- _REQUIRED TASKS_
1) Summarize the passage on DeSantis and right-wing historical revisionism in two sentences.
2) In the passage on DeSantis and right-wing historical revisionism, which celebrities with massive followings does Ye join, as the text identifies them?
3) Pick up the passage on DeSantis and right-wing historical revisionism after its final sentence and write the paragraph that follows.

- _TEXT_
---

DeSantis’ lies, policies and embrace of historical revisionism cannot be separated from either an egregious fascist history or the current attempts by the GOP to erase migrants and Black and brown people from history in order to prop up a white nationalist agenda. Meaghan Ellis, citing the work of Brown University historian Seth Rockman, argues that DeSantis’ reading of slavery is especially “pernicious because it places black people outside the category of ‘we’ and ‘Americans’ [while pretending] that enslaved African and African-descended people aren’t worth taking seriously as people whose opinions about slavery might matter, then or now.”
James Baldwin was right to argue that this whitewashing of history makes clear that white people do not want to know the sordid racist past of American history and as a result are “barricaded inside their history.” DeSantis’ historical ignorance is about more than refusing a future free of racism, and the enactment of a more just world, it is part of a broader legacy deeply rooted in America’s fascist past. It is part of a legacy in which Trump and his right-wing extremist supporters refuse to tell the truth about America’s past while building the present in the image of a Jim Crow past. Writing in Salon, historian Robert S. McElvaine captures this GOP return to a racist past:
Today’s right-wing extremists seek to “Take Back America” in two senses: back from those who are not white or not male and back to the time when straight white males were in charge. An essential part of their overall quest to effect a second “Restoration” of white man’s rule is an attempt to restore the ignorance of American history that had prevailed before 1964.
The stark elements of a fascist past, reproduced in the pathologies of the current historical moment, took place in 2022 in another series of events, which stemmed from the same display of racism and embrace of a politics of disposability. From October to December 2022, the rapper Ye (formerly known as Kanye West) spent a considerable amount of time performing as the celebrity poster child for spewing out a barrage of dangerous antisemitic comments. Joining a number of other celebrities who have massive followings, such as Brooklyn Nets guard Kyrie Irving, online conspiracy theorist Alex Jones and Rep. Marjorie Taylor Greene of Georgia, Ye found himself squarely in the company of neo-Nazis, proto-fascists and a gaggle of diverse demagogues who shared his hateful views.

---

- _DATA EXTRACT_
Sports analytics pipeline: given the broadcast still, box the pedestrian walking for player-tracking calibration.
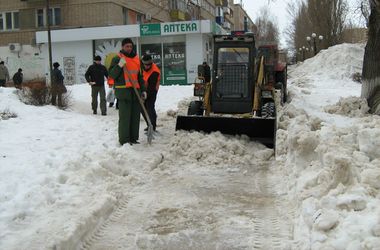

---

- _OUTPUTS BY TASK_
1) The passage argues that DeSantis' lies, policies and historical revisionism are tied to a fascist history and to GOP attempts to erase migrants and Black and brown people from history in support of a white nationalist agenda, drawing on Meaghan Ellis, James Baldwin and Robert S. McElvaine. It then describes how, from October to December 2022, the rapper Ye made a barrage of antisemitic comments and ended up alongside neo-Nazis, proto-fascists and demagogues who shared his views.

2)
- Brooklyn Nets guard Kyrie Irving
- Online conspiracy theorist Alex Jones
- Rep. Marjorie Taylor Greene of Georgia

3)
Ye appeared to delight in flooding the media, along with his nearly 32 million followers, with hateful rhetoric that stoked fear, normalized white supremacy and ramped “up the risk of violence in a country already experiencing a sharp increase in antisemitism.” Indifferent to how his antisemitic rhetoric is aligned with both a Nazi history of genocide and current acts of violence against the Jewish community, particularly the 2018 massacre at the Tree of Life synagogue in Pittsburgh, Ye acted out his hatred of Jews and support for white supremacy with impunity while endorsing vitriolic ideas, concepts and actions that not only incite violence but are potentially murderous.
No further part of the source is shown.